* **Record extracts**
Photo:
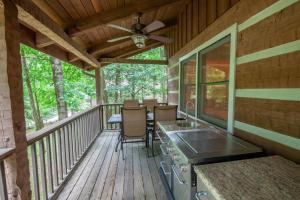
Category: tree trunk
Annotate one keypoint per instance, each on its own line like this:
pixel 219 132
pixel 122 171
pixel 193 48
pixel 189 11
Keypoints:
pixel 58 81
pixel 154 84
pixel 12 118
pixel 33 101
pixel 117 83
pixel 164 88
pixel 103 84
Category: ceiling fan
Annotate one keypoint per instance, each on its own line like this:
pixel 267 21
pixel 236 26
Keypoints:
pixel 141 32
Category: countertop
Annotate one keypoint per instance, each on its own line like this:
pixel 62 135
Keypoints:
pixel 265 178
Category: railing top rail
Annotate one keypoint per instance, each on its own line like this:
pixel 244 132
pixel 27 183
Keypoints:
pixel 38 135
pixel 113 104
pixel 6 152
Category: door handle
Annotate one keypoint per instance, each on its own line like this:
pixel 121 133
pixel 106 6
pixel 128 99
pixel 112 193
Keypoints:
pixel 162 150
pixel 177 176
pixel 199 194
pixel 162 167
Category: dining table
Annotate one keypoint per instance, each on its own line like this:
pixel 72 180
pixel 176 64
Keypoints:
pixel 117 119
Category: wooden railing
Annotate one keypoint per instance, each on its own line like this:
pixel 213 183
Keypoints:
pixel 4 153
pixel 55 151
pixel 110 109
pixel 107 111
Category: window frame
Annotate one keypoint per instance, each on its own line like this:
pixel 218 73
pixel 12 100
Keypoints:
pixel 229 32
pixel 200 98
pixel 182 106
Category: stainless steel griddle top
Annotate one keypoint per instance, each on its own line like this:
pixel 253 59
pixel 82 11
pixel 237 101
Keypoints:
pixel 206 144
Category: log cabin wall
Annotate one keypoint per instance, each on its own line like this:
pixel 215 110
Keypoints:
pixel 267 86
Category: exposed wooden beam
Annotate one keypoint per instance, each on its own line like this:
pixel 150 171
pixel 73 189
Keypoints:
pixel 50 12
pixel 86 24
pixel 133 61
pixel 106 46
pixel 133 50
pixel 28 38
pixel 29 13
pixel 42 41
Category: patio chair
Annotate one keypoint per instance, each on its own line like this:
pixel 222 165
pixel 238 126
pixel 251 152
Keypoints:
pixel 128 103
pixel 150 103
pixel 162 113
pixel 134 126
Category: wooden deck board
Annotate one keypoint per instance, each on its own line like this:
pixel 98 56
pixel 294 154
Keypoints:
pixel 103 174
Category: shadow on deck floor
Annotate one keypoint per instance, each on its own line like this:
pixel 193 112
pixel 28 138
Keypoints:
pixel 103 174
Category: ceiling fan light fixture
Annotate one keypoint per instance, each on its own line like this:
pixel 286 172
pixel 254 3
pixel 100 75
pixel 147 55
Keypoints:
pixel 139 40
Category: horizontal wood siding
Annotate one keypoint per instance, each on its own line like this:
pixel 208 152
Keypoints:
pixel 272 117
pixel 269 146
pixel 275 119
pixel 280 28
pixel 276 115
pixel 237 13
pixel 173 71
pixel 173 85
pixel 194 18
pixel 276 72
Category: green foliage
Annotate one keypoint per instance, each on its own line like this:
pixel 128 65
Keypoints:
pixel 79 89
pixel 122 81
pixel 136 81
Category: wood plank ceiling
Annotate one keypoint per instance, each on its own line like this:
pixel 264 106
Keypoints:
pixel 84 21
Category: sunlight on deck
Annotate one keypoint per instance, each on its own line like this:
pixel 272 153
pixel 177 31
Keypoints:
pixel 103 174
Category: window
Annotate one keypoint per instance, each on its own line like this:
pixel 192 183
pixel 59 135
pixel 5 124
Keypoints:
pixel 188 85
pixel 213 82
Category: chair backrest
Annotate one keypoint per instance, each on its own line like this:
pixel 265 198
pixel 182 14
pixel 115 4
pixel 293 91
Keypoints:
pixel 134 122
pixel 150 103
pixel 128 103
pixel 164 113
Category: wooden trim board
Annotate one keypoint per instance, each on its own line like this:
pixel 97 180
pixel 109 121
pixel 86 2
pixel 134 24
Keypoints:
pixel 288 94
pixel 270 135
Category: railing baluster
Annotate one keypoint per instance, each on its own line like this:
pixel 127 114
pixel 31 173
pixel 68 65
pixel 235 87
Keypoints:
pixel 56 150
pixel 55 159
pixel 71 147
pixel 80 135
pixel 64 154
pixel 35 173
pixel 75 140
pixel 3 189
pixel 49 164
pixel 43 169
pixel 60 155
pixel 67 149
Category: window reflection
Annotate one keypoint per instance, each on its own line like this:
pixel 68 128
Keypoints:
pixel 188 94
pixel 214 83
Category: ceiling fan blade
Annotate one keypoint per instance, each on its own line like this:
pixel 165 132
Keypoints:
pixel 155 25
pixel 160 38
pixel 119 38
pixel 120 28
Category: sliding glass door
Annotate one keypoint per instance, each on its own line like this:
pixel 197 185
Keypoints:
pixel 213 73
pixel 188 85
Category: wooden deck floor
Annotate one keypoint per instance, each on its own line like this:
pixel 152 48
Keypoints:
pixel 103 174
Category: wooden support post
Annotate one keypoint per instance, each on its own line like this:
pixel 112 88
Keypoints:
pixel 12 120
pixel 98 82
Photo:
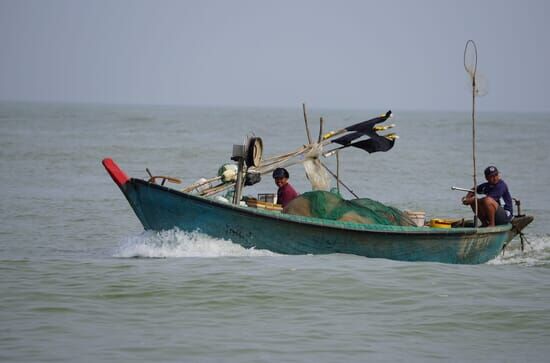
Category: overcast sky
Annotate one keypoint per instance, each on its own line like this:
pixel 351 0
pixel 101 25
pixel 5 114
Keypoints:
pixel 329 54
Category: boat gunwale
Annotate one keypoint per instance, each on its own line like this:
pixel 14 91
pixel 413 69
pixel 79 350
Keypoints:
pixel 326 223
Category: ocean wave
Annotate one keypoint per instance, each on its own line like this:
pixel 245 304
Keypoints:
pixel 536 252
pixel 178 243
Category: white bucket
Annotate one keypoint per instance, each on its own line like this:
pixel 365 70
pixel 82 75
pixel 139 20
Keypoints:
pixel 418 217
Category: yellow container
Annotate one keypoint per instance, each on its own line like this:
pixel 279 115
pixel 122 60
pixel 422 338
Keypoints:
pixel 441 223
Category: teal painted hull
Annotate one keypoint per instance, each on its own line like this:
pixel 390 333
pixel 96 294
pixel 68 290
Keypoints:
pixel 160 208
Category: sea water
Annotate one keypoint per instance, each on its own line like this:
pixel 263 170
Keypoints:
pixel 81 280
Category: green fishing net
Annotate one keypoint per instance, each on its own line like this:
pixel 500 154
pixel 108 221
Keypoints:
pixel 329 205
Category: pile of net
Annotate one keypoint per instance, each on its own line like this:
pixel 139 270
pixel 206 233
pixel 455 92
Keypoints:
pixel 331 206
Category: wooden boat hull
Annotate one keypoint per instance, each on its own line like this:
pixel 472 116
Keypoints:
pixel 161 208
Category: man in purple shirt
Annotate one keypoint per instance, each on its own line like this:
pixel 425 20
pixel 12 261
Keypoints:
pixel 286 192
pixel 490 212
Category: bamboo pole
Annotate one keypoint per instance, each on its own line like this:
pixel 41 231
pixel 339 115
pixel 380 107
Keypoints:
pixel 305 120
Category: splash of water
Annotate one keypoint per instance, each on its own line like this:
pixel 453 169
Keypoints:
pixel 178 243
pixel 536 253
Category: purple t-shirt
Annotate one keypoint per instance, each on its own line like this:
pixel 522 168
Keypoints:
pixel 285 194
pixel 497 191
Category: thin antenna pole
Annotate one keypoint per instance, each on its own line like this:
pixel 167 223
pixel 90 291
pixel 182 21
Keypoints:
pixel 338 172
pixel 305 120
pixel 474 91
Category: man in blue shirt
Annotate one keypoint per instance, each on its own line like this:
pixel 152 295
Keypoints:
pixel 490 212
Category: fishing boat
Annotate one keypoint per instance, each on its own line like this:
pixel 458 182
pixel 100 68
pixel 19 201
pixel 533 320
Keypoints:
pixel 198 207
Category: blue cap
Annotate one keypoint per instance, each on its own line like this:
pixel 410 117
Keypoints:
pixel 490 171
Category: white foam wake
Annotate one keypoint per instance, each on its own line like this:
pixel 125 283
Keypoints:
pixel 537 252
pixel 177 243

---

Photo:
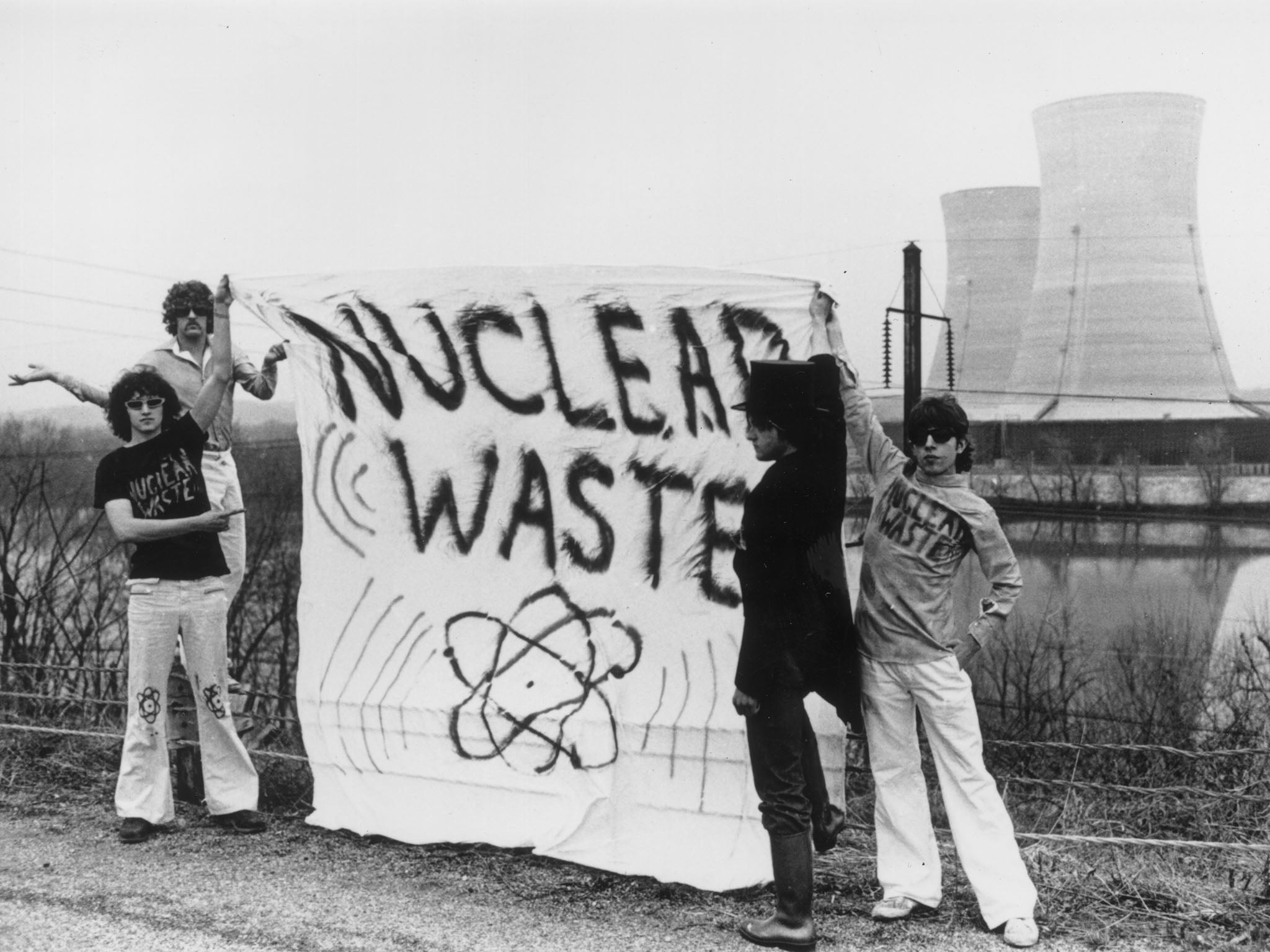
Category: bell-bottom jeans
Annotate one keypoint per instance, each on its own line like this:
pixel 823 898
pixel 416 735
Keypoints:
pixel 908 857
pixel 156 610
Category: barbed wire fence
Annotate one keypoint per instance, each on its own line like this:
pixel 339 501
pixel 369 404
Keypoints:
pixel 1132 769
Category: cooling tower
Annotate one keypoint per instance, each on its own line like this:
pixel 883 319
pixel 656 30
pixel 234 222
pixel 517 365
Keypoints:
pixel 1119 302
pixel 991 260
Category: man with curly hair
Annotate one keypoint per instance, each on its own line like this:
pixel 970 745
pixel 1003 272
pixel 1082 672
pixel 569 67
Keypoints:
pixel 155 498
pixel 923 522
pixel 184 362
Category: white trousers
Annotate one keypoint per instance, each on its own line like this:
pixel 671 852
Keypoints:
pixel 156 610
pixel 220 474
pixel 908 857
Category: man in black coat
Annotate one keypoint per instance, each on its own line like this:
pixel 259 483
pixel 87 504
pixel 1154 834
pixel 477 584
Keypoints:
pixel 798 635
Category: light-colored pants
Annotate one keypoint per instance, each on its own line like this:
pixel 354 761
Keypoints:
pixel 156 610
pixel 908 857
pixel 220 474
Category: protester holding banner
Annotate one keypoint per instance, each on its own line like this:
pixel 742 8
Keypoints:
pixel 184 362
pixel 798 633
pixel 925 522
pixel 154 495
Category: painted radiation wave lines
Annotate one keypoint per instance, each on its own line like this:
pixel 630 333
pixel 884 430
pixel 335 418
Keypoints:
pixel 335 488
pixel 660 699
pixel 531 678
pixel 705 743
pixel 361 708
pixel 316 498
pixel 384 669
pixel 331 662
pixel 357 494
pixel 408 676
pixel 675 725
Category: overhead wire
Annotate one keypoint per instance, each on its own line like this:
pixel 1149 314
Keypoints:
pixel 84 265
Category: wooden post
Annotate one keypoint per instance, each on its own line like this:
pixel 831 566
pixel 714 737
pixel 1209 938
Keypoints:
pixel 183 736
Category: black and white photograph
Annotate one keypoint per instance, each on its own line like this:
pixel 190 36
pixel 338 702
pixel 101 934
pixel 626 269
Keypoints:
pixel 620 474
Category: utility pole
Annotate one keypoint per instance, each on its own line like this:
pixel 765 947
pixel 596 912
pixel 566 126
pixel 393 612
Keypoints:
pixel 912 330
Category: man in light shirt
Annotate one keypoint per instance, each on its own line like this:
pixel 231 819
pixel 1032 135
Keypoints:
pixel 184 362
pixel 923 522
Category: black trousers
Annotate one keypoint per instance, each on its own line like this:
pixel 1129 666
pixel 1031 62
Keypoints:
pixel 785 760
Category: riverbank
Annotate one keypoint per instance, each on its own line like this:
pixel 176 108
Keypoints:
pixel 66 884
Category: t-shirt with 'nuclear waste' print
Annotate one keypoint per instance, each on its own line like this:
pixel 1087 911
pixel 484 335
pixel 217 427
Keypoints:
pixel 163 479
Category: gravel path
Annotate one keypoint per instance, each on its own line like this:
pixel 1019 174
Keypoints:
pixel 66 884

* * *

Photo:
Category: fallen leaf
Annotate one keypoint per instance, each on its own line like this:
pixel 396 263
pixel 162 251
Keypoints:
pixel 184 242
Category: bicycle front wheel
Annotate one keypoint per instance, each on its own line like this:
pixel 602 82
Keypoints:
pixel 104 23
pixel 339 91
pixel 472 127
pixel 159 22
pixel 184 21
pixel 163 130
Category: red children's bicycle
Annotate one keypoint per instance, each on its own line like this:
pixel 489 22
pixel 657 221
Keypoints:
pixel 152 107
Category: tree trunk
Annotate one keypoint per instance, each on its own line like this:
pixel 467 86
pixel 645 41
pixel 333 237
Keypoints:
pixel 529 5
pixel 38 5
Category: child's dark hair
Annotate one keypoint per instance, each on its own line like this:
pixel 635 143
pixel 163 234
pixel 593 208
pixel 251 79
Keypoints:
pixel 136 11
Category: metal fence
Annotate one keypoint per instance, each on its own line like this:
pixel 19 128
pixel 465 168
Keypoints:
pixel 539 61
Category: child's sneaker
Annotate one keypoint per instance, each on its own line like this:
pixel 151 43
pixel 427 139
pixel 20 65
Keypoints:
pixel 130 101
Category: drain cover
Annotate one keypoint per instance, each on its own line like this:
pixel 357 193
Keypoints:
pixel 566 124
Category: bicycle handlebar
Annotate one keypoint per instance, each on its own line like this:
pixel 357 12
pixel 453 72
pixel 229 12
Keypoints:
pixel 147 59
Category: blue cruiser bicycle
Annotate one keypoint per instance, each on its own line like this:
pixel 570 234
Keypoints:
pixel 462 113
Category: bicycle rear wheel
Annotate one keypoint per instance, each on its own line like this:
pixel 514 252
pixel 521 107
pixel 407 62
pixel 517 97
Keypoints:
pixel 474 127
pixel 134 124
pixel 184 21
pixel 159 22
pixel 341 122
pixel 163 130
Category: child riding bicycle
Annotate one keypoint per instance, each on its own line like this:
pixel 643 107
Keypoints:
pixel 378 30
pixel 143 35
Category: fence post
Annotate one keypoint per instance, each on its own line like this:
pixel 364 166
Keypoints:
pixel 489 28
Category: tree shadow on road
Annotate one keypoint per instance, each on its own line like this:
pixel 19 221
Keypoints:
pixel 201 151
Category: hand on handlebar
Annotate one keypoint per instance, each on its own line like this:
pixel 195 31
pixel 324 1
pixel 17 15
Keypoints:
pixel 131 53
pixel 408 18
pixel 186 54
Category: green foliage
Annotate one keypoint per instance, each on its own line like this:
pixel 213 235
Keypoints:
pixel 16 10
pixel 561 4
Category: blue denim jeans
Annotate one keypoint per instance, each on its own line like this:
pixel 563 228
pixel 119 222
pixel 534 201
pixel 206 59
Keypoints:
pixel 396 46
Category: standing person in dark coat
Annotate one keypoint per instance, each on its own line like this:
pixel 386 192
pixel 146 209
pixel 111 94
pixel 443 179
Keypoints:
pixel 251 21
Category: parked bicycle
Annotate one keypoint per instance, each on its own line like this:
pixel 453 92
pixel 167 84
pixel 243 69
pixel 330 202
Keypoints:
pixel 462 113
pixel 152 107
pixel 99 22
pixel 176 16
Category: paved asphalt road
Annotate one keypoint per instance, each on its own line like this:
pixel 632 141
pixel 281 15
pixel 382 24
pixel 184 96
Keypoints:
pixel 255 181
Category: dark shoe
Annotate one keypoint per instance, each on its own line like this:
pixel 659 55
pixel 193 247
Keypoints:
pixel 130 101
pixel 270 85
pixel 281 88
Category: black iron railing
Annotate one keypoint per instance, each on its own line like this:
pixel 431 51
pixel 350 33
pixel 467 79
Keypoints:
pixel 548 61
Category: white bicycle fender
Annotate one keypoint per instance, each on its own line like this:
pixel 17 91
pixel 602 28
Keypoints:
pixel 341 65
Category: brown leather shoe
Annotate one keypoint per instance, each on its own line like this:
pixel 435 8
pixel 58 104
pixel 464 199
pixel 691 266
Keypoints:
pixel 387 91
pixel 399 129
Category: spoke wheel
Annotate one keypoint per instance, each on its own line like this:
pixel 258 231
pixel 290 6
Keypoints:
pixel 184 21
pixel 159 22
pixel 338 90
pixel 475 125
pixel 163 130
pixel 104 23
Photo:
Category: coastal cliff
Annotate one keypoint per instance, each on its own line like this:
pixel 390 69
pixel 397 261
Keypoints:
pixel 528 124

* **Brief**
Everything starting at the line containing "pixel 465 168" and ending at the line containing "Category: bicycle handlebar" in the records above should be repeated exactly, and only that.

* **Response below**
pixel 465 168
Keypoints:
pixel 539 61
Category: child's sneaker
Annotate one keypoint per instance, each on its own line like this:
pixel 151 43
pixel 427 139
pixel 20 65
Keypoints:
pixel 130 101
Category: drain cover
Annotate one keypoint per instance, each on its own line like this:
pixel 357 193
Keypoints:
pixel 566 124
Category: bicycle handlebar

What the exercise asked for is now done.